TASK TO CARRY OUT: Write out the listing below line for line without changing anything, but omit the pictures.

Start RECORDS SUPPLIED

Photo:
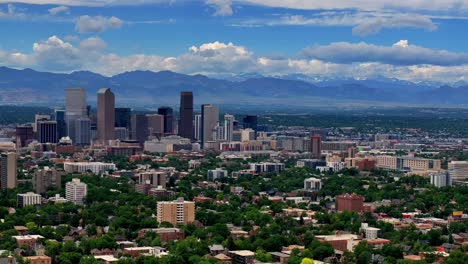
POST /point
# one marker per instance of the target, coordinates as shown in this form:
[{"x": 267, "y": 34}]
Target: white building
[
  {"x": 228, "y": 127},
  {"x": 266, "y": 167},
  {"x": 371, "y": 232},
  {"x": 441, "y": 179},
  {"x": 247, "y": 134},
  {"x": 217, "y": 174},
  {"x": 336, "y": 165},
  {"x": 166, "y": 144},
  {"x": 29, "y": 198},
  {"x": 458, "y": 170},
  {"x": 312, "y": 184},
  {"x": 197, "y": 127},
  {"x": 76, "y": 191},
  {"x": 95, "y": 167}
]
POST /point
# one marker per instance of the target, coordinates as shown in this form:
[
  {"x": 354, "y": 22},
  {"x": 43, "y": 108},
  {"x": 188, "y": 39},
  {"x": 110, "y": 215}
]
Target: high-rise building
[
  {"x": 24, "y": 135},
  {"x": 61, "y": 125},
  {"x": 312, "y": 184},
  {"x": 316, "y": 147},
  {"x": 29, "y": 198},
  {"x": 442, "y": 179},
  {"x": 105, "y": 115},
  {"x": 168, "y": 114},
  {"x": 176, "y": 212},
  {"x": 139, "y": 128},
  {"x": 8, "y": 170},
  {"x": 228, "y": 127},
  {"x": 197, "y": 127},
  {"x": 251, "y": 121},
  {"x": 47, "y": 131},
  {"x": 82, "y": 131},
  {"x": 155, "y": 125},
  {"x": 349, "y": 202},
  {"x": 247, "y": 134},
  {"x": 186, "y": 115},
  {"x": 39, "y": 117},
  {"x": 75, "y": 108},
  {"x": 46, "y": 178},
  {"x": 458, "y": 170},
  {"x": 210, "y": 119},
  {"x": 153, "y": 177},
  {"x": 218, "y": 133},
  {"x": 121, "y": 133},
  {"x": 76, "y": 191},
  {"x": 123, "y": 117}
]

End RECORDS SUPPLIED

FINAL ANSWER:
Photo:
POST /point
# one marker per instance of the target, coordinates as shown in this form:
[{"x": 267, "y": 34}]
Target: white building
[
  {"x": 228, "y": 127},
  {"x": 266, "y": 167},
  {"x": 371, "y": 232},
  {"x": 441, "y": 179},
  {"x": 247, "y": 134},
  {"x": 217, "y": 174},
  {"x": 336, "y": 165},
  {"x": 166, "y": 144},
  {"x": 29, "y": 198},
  {"x": 458, "y": 170},
  {"x": 312, "y": 184},
  {"x": 197, "y": 127},
  {"x": 76, "y": 191},
  {"x": 95, "y": 167}
]
POST /point
# one marker per instance of the target, coordinates as shown in this form:
[
  {"x": 354, "y": 22},
  {"x": 43, "y": 108},
  {"x": 188, "y": 39},
  {"x": 110, "y": 215}
]
Target: high-rise building
[
  {"x": 24, "y": 135},
  {"x": 61, "y": 125},
  {"x": 312, "y": 184},
  {"x": 316, "y": 147},
  {"x": 29, "y": 198},
  {"x": 442, "y": 179},
  {"x": 105, "y": 115},
  {"x": 168, "y": 114},
  {"x": 176, "y": 212},
  {"x": 139, "y": 128},
  {"x": 8, "y": 170},
  {"x": 228, "y": 127},
  {"x": 197, "y": 127},
  {"x": 251, "y": 121},
  {"x": 47, "y": 131},
  {"x": 82, "y": 131},
  {"x": 155, "y": 125},
  {"x": 349, "y": 202},
  {"x": 247, "y": 134},
  {"x": 186, "y": 115},
  {"x": 39, "y": 117},
  {"x": 75, "y": 108},
  {"x": 46, "y": 178},
  {"x": 458, "y": 170},
  {"x": 210, "y": 119},
  {"x": 153, "y": 177},
  {"x": 218, "y": 133},
  {"x": 121, "y": 133},
  {"x": 76, "y": 191},
  {"x": 123, "y": 117}
]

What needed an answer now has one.